EXCERPT TO READ:
---

For example, franchisors and franchisees alike may review their franchise agreements in order to assess:

  • how the model or business may be adapted for e-commerce or delivery;
  • whether online outreach tools may be of assistance in that regard; and
  • who will bear the responsibility for initiating and implementing any such changes.

As concerns interim crisis measures more specifically, franchisors may consider collecting royalties on a deferred basis once franchisees' economic circumstances have recovered. They may also consider investing advertising funds in online publicity geared towards driving traffic to online sales, takeaway and delivery services and other digital business models that are compatible with social distancing requirements.

In addition, franchisors and franchisees should investigate any available financial relief, such as:

  • government wage subsidies, tax remittance deferrals and other financial assistance;
  • incentives and relief measures offered by financial institutions; and
  • other resources that may alleviate cash flow and other pressures both during and after the crisis.

In Canada, federal and provincial governments, as well as leading institutional lenders, are making various measures available, albeit with rapidly evolving eligibility criteria, which should be readily and repeatedly investigated.

Franchisors may also consider supporting efforts of the Canadian Franchise Association, which has announced that it is lobbying the federal and provincial governments for additional measures supporting franchised businesses, including:

  • increased wage subsidies;
  • workers' compensation premium subsidies;
  • sales tax remittance deferrals;
  • commercial rent relief;
  • the foregoing of municipal property tax payments;
  • utility bill relief;
  • loan payment deferrals;
  • requirements on rating agencies to freeze credit scores;
  • incentives and subsidies for new hires after the crisis; and
  • enhancements to the Canadian Small Business Finance Programme, such as:
    • improving access to capital;
    • increasing maximum loan amounts; and
    • allowing working capital to be financed.

In addition, franchisors should consider revisiting system-wide workplace health and safety policies, as well as cleaning and sanitisation procedures for physical locations. In turn, franchisees may wish to receive training and guidance from franchisors with respect to post-pandemic measures relating to employee illness, such as:

  • requirements to self-report symptoms;
  • penalties for failing to do so;
  • strict hand-washing and physical distancing requirements; and
  • other health-related concerns.

---

TASKS TO CARRY OUT:
A - Copy the passage of the franchising excerpt that starts with "In addition, franchisors should" and continues through "other health-related concerns.".
B - According to the franchising excerpt, what enhancements to the Canadian Small Business Finance Programme are being sought?
C - In the franchising excerpt, when might franchisors collect royalties on a deferred basis?

Stored data entries

---

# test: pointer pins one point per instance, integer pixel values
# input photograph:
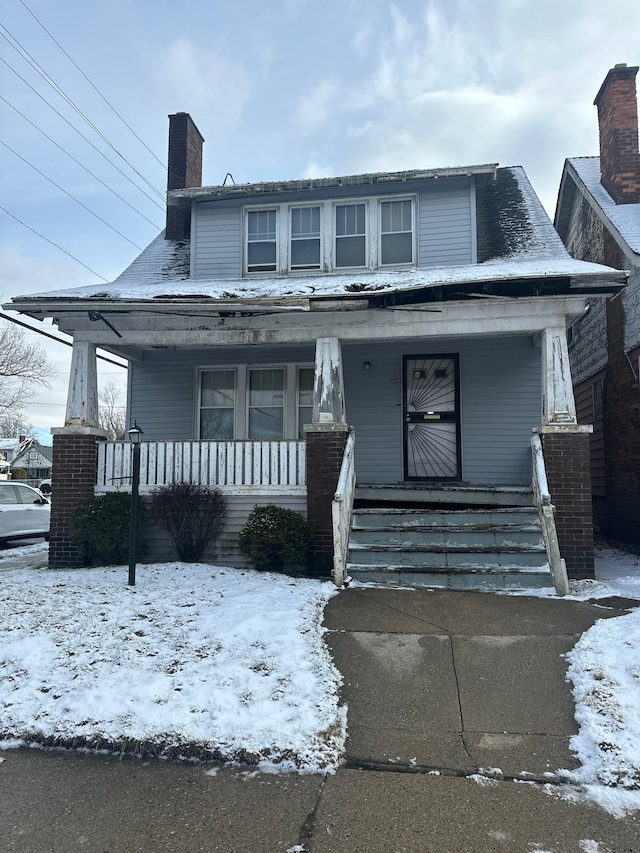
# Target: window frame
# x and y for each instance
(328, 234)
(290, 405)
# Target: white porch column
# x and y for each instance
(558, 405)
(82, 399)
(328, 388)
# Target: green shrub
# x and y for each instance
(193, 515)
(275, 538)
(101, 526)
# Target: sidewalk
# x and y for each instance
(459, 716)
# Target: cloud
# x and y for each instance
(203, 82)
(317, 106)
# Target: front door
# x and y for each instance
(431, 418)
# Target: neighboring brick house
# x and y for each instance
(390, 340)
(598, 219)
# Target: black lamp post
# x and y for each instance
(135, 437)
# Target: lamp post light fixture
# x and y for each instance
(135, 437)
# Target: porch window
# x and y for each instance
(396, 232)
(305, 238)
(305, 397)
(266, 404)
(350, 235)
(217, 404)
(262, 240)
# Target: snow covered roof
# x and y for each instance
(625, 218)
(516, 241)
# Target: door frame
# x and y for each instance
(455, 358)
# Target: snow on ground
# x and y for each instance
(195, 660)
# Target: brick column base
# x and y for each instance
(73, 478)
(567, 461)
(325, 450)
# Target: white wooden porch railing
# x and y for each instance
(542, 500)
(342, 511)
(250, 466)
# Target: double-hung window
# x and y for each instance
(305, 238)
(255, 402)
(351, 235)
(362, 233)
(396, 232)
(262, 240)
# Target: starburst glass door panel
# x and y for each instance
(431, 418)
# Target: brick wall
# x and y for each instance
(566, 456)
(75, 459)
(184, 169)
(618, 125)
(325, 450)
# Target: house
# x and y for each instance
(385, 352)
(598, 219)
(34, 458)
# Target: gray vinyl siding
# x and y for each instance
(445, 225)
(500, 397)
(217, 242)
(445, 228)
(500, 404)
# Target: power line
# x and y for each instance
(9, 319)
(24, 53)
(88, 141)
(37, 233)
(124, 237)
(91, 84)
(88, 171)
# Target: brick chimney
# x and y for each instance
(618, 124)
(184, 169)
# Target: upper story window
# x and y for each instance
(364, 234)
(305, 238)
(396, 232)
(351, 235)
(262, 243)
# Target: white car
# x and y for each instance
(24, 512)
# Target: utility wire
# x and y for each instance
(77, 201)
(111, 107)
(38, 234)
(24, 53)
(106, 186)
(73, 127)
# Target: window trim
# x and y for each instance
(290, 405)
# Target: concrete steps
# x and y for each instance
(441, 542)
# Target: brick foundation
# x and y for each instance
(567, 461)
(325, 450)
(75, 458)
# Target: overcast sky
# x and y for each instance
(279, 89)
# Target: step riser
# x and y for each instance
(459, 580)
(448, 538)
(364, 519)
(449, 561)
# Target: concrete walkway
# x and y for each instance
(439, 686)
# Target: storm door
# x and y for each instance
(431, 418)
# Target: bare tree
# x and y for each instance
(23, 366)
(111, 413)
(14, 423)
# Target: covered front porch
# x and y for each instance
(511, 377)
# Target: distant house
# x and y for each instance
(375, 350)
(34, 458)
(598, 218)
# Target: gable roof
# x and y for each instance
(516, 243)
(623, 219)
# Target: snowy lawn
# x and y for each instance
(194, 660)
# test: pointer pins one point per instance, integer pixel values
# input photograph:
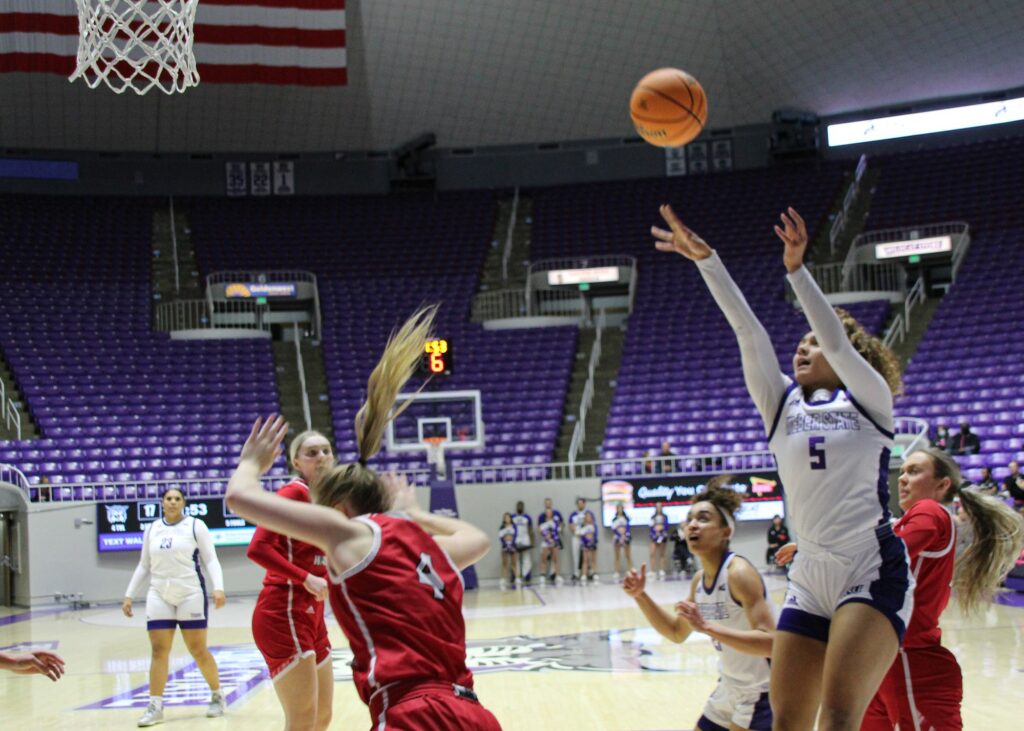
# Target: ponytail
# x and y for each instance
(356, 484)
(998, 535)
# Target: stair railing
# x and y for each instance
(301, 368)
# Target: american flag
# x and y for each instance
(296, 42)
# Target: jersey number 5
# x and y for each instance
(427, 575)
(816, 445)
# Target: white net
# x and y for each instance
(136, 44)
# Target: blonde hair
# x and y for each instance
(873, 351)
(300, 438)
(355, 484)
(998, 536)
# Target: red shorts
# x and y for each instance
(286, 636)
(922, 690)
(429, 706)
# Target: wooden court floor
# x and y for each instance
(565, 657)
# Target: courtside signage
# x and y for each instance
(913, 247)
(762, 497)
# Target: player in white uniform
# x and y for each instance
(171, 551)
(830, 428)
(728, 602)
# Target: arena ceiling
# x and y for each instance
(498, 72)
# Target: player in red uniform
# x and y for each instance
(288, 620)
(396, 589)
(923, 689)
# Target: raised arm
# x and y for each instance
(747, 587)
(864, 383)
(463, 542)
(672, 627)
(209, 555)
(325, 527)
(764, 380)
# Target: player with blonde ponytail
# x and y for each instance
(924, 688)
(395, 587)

---

SOLUTIONS TO THE PROBLEMS:
A -
In addition, franchisors should consider revisiting system-wide workplace health and safety policies, as well as cleaning and sanitisation procedures for physical locations. In turn, franchisees may wish to receive training and guidance from franchisors with respect to post-pandemic measures relating to employee illness, such as:

  • requirements to self-report symptoms;
  • penalties for failing to do so;
  • strict hand-washing and physical distancing requirements; and
  • other health-related concerns.

B -
- improving access to capital
- increasing maximum loan amounts
- allowing working capital to be financed

C - Once franchisees' economic circumstances have recovered.